_Exercise requirements:_ Give the count of lines in the records below that contain "stone", with no other words.

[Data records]
--

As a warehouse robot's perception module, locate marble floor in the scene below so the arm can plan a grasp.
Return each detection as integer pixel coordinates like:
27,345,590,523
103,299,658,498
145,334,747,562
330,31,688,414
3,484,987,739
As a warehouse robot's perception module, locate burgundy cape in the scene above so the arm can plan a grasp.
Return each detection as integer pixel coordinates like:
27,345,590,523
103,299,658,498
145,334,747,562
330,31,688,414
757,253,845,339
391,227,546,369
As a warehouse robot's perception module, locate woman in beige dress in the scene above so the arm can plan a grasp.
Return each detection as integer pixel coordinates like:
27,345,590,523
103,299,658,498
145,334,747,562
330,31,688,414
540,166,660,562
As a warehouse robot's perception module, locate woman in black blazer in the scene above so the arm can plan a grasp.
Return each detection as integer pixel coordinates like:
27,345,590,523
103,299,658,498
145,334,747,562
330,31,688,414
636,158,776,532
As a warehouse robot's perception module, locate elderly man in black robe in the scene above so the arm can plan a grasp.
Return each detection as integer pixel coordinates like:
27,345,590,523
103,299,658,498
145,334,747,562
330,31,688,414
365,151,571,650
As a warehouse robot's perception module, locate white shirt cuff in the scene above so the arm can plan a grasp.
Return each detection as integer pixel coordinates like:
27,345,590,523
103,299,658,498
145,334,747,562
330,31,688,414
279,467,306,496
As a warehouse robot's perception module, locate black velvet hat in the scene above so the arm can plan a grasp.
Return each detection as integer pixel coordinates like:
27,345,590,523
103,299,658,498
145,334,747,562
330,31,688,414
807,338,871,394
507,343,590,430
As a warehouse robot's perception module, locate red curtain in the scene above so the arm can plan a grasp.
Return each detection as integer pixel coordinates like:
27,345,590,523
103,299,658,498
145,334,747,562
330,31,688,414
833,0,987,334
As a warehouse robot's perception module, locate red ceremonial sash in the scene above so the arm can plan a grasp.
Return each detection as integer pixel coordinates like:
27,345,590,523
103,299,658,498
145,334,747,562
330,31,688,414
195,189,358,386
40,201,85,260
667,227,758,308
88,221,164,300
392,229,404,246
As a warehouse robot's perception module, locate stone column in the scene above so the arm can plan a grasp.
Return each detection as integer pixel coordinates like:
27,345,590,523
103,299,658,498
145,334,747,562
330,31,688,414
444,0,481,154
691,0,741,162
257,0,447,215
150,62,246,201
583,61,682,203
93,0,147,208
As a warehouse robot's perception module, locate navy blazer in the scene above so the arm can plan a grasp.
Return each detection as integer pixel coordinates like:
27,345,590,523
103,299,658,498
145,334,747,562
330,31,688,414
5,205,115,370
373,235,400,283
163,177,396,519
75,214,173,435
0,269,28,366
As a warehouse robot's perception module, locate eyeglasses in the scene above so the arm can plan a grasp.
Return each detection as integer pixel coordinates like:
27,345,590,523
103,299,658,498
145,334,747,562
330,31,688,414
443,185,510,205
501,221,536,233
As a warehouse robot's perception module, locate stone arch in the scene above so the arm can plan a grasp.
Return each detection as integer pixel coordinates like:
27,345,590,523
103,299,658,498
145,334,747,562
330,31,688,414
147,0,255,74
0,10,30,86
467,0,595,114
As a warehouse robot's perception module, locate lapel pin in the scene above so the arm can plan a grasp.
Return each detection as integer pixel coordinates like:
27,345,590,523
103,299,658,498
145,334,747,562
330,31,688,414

--

_Solution to this task:_ 2